• **RECORD LIST**
start
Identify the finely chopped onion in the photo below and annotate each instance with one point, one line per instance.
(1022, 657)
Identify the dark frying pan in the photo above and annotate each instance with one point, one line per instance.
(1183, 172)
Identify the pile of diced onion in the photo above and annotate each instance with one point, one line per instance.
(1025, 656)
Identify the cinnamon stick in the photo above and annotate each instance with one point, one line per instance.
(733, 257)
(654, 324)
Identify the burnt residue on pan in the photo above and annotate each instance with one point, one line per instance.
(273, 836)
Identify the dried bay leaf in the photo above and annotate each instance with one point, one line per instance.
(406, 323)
end
• **PROBLEM TO WORK ON**
Please quote every item above word for word, each on its own line.

• **ANSWER IN FULL**
Identify the finely chopped onion in the photo below and annotate each instance with one point, one line per instance.
(1022, 657)
Identify the dark frying pan in the photo above and annotate each instance with one point, one line per instance.
(1183, 172)
Identify the pile of diced onion in the photo above and annotate each instance with one point, one line per instance.
(1025, 656)
Identify the cinnamon stick in the photo above and annotate each instance with one point, one line per instance.
(733, 257)
(654, 324)
Identify the burnt residue on pan in the photo above and annotate each instance with one point, one line per instance.
(273, 836)
Identify the dried bay leaf in the photo above and annotate each instance with one point, one line per instance.
(406, 323)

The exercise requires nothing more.